___ MATERIAL SUPPLIED

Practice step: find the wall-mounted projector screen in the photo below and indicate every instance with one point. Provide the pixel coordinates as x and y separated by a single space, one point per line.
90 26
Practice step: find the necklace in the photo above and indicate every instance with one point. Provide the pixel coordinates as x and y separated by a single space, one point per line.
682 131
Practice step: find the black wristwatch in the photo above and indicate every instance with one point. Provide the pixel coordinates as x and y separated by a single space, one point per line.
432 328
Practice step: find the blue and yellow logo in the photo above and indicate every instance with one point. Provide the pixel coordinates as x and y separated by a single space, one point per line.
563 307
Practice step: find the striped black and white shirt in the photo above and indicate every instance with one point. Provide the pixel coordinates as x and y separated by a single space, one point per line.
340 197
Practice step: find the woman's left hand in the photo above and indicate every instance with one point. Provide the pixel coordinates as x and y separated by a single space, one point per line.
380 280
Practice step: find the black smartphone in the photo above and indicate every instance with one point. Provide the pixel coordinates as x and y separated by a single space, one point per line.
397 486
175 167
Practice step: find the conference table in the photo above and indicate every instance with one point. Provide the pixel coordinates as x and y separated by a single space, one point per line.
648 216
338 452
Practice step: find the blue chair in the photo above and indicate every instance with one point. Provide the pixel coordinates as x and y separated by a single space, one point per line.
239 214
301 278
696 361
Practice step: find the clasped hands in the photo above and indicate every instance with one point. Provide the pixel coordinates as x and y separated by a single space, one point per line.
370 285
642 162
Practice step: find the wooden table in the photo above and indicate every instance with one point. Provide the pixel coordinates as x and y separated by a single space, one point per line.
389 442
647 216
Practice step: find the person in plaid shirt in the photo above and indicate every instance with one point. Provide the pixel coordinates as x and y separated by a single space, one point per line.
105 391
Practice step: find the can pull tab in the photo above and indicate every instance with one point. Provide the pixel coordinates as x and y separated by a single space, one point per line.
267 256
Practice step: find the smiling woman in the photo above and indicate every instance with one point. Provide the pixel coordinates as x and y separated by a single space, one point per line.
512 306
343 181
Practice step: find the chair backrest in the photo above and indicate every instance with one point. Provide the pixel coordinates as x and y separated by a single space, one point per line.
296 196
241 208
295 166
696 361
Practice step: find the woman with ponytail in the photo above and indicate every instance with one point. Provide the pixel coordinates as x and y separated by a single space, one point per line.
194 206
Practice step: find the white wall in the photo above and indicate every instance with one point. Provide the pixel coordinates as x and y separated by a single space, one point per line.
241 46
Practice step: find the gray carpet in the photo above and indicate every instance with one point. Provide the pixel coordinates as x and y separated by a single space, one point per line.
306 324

______

Your answer must be the line holding "Practice step: find the woman with" and every later line of the entries above, written out exactly, and nothing else.

Practice step: find the woman with ponytail in the photo above and indicate every instance with one point. Provide the pixel coordinates as x and y separated by a single space, one point per line.
194 206
Practice step: find the white wall in the photo above and indicate every instance with one point. Provide the pixel coordinates as x and y separated by a single space, one point per line.
241 46
Practice step: find the gray carpet in the photo above and indicate every instance with one point. Provide the pixel coordinates as x and y separated by a single space, one point per line.
306 324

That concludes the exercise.